* Start Text passage *

EVIDENCE: WAYS OF CHALLENGING EVIDENCE LED

After all a challenge to evidence led is not only by questions in cross examination. Such challenge can come from objections to evidence led in examination in chief. PER MOHAMMED AMBI-USI DANJUMA, J.C.A

EVIDENCE: REQUIREMENT IN RESPECT OF DOCUMENTS

In respect of documents, the ascription of probative weight must be made before deciding whether it has established the facts stated therein. See Nigeria Insurance Ltd. Vs, Emoh (1990) 3 NWLR (Pt.139) 374. PER MOHAMMED AMBI-USI DANJUMA, J.C.A

EVIDENCE: PURPOSE OF CROSS EXAMINATION

The purpose of cross examination is to contradict, destroy or discredit a witness and to water down the case of the adversary. A party’s case is made on his pleadings and evidence in chief and not necessarily in cross-examination.

See Onwumere v. Agwumadu (1987) 3 N.W.L.R. (pt.62) 673; Emegokwe v. Okadigbo (1923) 4 SC 111 Offorlette v. State (2002). 12 N.W.L.R. (pt.681) 415 at 436.

* End Text passage *
* Start Data section *

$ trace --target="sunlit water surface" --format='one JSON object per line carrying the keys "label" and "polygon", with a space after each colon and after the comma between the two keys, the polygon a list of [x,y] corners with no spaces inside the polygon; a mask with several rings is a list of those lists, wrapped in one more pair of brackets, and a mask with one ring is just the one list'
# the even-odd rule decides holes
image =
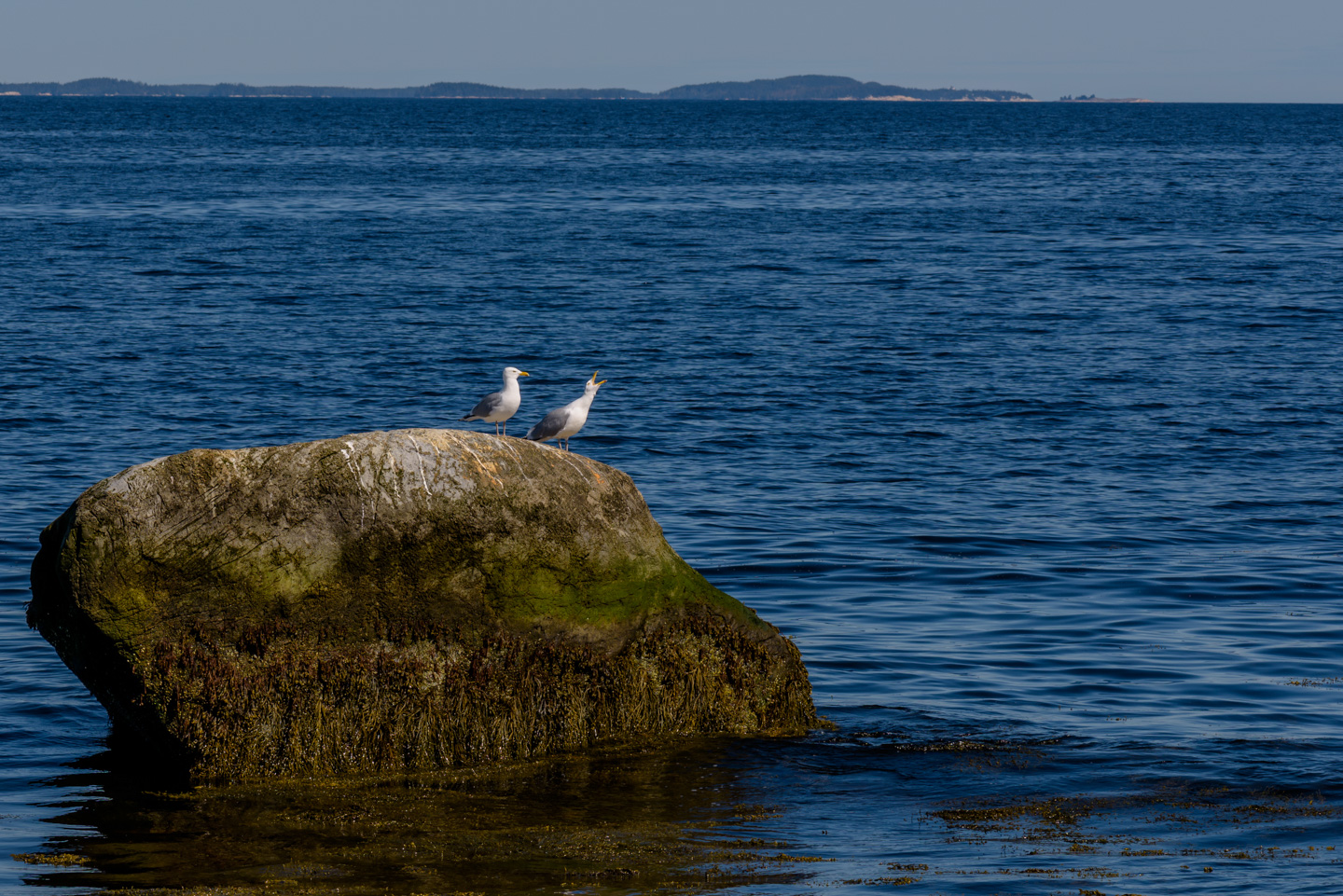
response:
{"label": "sunlit water surface", "polygon": [[[1340,137],[4,98],[0,891],[1339,892]],[[602,371],[573,449],[796,641],[838,729],[332,805],[110,771],[23,619],[39,531],[191,447],[465,426],[505,364],[517,430]]]}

* End Data section *

▸ **Your goal**: Write a continuation of the passage on the law of evidence, starting right after its last sentence.

▸ **Answer to the exercise**:
Furthermore, cross examination is used to test the accuracy, veracity or credibility of a witness in order to discover who he is and whether his evidence should be believed or not. Where a party had ample opportunity to cross examine a witness and he fails to do so within the time allowed by the court, he cannot thereafter complain after the said witness had died. It is not the law that the court must discard or strike out such evidence. It is however the duty of the court to determine what weight to be attached to such evidence and not to strike it out simply because the witness was not cross examined. PER JOHN INYANG OKORO, J.C.A.

 

JUSTICES

KUMAI BAYANG AKAAHS Justice of The Court of Appeal of Nigeria

JOHN INYANG OKORO Justice of The Court of Appeal of Nigeria

MOHAMMED AMBI-USI DANJUMA Justice of The Court of Appeal of Nigeria

Between

MRS. C.O. OTOKI Appellant(s)

AND

OYEWOLE EDUN ALAKIJA Respondent(s)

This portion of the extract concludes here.